• _Set problem A_:
Condense the paragraph in the forum thread that begins "Nice work, but I do have" into a short bulleted list that keeps its main points.
• _Set problem B_:
Return, without any change, the part of the entries that opens with the line containing "Return one point per instance of the reflection of lawn" and runs through the last of the entries.

• _Source passage_:

***

# Las Vegas Barbie - pic heavy



## vegasvisionstudios

Her name for herself not mine but this girl is a 22 yearold mother of 2 and first time model. I think she did real well all things considered



































© 2009 Bobby Deal Vegas Vision Studios​


----------



## Billhyco

some of her poses are a little weird to me but holy crap you said mother of 2!?!?  you know for sure those kids are going to catch hell for having the school milf


----------



## JayClark79

I want your job!


----------



## Kimberly81

God hates some of us and I just don't know why (mother of 1 who does not look like that)

Either way, great pics


----------



## Phranquey

Nice work, but I do have a bit of a problem with the full body shots on the white seamless....it looks too much like she is floating out in nothing.  Usually there is some shadow, especially under heels, that give the pic some dimension.  I don't know if your fill lighting was that good, but I suspect that was done PP.


----------



## ottor

OK .......... the hell with the landscapes and flowers I've been shooting.... I'm gonna fine me one of these !!!!! :mrgreen:

r


----------



## gopal

wonderful pix with great body.....good poses.


----------



## Derrel

The implants ruin it for me...too fake-looking and cookie-cutter. Sad tha young women feel the need to puff themselves up under the knife with bags of silicon, but then the Vegas economy has a significant economic component where women are payed a dollar or two at a time, on stage. Sad.


----------



## JayClark79

they are sitting alittle high... they must be new.... id still give it her.... maybe


----------



## c.cloudwalker

Derrel said:


> The implants ruin it for me...



:lmao:

Frankly the poses are so damn old and boring that I have a hard time getting interested. Bimbos are boring. Find a new way of photographing them and we'll talk again.

Now, I realize that that kind of stuff pays but I have a hard time calling it photography.


----------



## blueheeler101

I see why shes a mother of two!!!!!!!!!!!!!!!!


----------



## katy625

c.cloudwalker said:


> Derrel said:
> 
> 
> 
> The implants ruin it for me...
> 
> 
> 
> 
> :lmao:
> 
> Frankly the poses are so damn old and boring that I have a hard time getting interested. Bimbos are boring. Find a new way of photographing them and we'll talk again.
> 
> Now, I realize that that kind of stuff pays but I have a hard time calling it photography.
Click to expand...

 
I  totally totally agree.


----------



## chammer

Derrel said:


> The implants ruin it for me...too fake-looking and cookie-cutter. Sad tha young women feel the need to puff themselves up under the knife with bags of silicon, but then the Vegas economy has a significant economic component where women are payed a dollar or two at a time, on stage. Sad.

***

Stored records
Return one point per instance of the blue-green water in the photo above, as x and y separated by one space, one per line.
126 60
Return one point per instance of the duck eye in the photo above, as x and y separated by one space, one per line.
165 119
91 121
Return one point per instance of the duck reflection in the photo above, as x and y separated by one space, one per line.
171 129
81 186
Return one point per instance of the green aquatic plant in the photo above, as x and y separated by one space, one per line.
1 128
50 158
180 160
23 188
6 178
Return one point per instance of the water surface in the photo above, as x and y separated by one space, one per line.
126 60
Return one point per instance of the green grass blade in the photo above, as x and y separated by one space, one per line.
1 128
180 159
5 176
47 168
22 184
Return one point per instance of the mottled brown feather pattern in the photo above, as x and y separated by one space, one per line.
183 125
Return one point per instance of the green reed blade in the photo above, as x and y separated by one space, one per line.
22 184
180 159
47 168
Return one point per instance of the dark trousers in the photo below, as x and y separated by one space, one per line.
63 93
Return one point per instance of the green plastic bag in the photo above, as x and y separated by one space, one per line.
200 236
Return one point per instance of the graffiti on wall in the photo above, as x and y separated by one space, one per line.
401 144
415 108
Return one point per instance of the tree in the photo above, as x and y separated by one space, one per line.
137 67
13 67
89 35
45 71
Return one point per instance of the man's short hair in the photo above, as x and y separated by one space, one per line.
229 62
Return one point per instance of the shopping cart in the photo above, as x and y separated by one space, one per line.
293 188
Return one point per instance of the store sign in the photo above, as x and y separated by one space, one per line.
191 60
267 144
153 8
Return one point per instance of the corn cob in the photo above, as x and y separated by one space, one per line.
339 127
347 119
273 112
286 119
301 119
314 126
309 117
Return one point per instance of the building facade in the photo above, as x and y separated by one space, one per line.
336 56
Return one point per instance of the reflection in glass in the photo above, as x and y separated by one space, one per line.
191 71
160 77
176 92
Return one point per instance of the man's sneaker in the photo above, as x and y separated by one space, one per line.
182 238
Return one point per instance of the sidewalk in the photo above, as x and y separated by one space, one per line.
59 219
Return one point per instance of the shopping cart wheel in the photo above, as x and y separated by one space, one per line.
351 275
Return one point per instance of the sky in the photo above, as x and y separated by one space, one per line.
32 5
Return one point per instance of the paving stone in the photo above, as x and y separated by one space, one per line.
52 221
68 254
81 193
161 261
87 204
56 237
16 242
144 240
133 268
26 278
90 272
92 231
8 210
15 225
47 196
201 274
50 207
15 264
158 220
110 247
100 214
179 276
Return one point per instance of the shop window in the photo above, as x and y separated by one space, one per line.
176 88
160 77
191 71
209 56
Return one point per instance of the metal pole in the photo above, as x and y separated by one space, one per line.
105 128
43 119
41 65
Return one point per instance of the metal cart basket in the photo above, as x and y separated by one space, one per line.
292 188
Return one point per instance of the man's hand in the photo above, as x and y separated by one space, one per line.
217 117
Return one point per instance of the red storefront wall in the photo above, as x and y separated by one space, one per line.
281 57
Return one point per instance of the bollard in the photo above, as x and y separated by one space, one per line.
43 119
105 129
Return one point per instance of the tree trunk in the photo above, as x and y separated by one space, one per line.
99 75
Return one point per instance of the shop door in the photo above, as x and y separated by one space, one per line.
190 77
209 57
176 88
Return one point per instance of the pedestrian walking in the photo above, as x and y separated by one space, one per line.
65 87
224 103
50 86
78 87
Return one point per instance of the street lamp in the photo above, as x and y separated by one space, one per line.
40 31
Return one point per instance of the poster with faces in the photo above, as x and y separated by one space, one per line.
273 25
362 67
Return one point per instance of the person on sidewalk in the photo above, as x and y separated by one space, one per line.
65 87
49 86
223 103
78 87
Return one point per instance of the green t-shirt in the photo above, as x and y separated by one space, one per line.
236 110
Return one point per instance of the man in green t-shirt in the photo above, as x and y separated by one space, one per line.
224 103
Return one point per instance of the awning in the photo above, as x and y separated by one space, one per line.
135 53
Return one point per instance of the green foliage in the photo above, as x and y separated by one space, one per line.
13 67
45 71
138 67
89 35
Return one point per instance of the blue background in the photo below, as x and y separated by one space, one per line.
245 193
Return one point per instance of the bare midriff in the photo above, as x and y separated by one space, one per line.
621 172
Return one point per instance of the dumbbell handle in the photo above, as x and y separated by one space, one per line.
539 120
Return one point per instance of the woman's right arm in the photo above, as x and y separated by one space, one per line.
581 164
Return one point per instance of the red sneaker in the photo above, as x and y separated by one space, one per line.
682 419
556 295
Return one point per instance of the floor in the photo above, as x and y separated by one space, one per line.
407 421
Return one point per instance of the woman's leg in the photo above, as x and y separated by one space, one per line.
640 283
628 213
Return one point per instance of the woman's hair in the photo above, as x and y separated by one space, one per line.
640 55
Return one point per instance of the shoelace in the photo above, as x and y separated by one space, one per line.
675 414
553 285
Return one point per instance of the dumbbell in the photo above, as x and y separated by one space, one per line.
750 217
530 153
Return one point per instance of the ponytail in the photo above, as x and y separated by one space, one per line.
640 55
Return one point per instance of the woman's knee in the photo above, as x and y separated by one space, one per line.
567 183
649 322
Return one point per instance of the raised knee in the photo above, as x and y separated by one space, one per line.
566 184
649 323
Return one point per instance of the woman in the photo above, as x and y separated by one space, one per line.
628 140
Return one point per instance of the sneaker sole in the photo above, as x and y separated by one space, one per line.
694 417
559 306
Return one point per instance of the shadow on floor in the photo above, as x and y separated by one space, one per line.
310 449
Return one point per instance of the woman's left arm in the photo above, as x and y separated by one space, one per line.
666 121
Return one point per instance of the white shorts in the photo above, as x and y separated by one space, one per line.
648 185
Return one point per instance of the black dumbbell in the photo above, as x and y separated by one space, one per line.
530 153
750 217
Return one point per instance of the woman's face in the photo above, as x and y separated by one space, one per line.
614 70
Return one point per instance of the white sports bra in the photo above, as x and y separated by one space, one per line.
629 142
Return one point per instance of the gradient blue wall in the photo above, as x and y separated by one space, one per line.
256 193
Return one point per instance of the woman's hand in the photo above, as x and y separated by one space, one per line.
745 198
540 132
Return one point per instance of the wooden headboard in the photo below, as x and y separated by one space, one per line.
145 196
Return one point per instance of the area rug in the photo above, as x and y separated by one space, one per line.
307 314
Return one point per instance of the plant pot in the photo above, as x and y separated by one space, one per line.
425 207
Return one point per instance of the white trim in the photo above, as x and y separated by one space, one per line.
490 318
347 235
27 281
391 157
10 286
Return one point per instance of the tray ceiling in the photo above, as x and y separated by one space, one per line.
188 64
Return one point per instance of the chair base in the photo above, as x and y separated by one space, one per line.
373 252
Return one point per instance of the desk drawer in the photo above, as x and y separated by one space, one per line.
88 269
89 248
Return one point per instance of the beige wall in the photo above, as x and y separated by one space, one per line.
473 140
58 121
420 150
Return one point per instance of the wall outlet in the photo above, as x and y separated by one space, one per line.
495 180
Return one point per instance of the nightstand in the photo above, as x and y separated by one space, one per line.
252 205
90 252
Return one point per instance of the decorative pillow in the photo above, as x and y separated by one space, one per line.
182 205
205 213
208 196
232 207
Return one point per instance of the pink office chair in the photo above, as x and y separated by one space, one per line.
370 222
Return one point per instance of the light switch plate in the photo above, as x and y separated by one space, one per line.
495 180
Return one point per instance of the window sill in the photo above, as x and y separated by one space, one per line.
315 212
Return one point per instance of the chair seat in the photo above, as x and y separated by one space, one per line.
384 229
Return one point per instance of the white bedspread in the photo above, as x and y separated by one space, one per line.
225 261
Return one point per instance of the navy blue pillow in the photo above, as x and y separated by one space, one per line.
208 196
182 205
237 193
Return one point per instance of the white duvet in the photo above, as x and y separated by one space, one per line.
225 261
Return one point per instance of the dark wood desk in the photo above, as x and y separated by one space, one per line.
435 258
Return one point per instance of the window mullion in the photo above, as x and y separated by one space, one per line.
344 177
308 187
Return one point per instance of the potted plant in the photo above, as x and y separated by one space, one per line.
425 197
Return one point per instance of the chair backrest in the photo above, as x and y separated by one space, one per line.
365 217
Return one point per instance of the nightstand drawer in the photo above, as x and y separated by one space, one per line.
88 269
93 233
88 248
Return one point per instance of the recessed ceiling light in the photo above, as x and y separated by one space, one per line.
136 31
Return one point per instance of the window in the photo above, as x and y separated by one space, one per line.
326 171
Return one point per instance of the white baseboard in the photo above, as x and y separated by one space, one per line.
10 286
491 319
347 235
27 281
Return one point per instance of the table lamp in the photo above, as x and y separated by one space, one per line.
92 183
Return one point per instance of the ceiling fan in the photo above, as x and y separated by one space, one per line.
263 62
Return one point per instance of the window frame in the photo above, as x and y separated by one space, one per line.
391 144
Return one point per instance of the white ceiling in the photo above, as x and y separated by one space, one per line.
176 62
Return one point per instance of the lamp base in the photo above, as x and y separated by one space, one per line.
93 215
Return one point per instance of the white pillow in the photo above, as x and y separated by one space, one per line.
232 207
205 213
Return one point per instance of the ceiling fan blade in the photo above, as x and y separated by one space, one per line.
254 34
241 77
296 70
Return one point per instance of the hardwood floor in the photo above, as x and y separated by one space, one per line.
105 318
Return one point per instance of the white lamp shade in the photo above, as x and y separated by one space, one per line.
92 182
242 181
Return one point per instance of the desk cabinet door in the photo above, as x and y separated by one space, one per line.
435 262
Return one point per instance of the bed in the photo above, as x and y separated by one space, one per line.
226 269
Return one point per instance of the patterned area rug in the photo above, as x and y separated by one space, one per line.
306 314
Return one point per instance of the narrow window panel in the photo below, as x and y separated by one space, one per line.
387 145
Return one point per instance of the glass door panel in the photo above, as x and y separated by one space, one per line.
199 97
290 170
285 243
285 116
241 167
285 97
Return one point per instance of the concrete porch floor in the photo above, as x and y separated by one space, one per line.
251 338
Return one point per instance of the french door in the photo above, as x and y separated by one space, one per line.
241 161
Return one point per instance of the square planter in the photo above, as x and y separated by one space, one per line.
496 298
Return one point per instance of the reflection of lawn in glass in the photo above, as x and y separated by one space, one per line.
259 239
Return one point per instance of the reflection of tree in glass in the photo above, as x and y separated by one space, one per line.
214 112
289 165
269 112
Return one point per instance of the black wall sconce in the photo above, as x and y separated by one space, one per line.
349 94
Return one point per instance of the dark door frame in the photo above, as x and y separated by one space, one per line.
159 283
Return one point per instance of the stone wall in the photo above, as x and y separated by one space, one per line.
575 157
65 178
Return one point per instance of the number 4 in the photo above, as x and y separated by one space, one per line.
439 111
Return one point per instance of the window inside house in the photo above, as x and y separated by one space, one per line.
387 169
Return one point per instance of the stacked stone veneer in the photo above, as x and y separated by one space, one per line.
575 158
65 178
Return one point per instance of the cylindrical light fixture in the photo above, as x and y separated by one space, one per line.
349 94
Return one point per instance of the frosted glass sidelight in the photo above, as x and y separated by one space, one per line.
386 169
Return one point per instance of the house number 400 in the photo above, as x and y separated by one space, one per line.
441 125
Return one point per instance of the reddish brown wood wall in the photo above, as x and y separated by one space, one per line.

***

• _Complete response A_:
- The work is good overall.
- The full-body shots on the white seamless make her look like she is floating in nothing.
- Some shadow, especially under heels, usually gives a picture dimension.
- The writer doubts the fill lighting was that good and suspects this was done in PP.

• _Complete response B_:
Return one point per instance of the reflection of lawn in glass in the photo above, as x and y separated by one space, one per line.
259 239
Return one point per instance of the reflection of tree in glass in the photo above, as x and y separated by one space, one per line.
214 112
289 165
269 112
Return one point per instance of the black wall sconce in the photo above, as x and y separated by one space, one per line.
349 94
Return one point per instance of the dark door frame in the photo above, as x and y separated by one space, one per line.
159 283
Return one point per instance of the stone wall in the photo above, as x and y separated by one space, one per line.
575 157
65 178
Return one point per instance of the number 4 in the photo above, as x and y separated by one space, one per line.
439 111
Return one point per instance of the window inside house in the photo above, as x and y separated by one space, one per line.
387 169
Return one point per instance of the stacked stone veneer in the photo above, as x and y separated by one space, one per line.
575 158
65 178
Return one point per instance of the cylindrical light fixture in the photo above, as x and y separated by one space, one per line.
349 94
Return one point per instance of the frosted glass sidelight in the photo above, as x and y separated by one space, one per line.
386 169
Return one point per instance of the house number 400 in the photo above, as x and y separated by one space, one per line.
441 125
Return one point per instance of the reddish brown wood wall in the photo above, as x and y separated by one space, one per line.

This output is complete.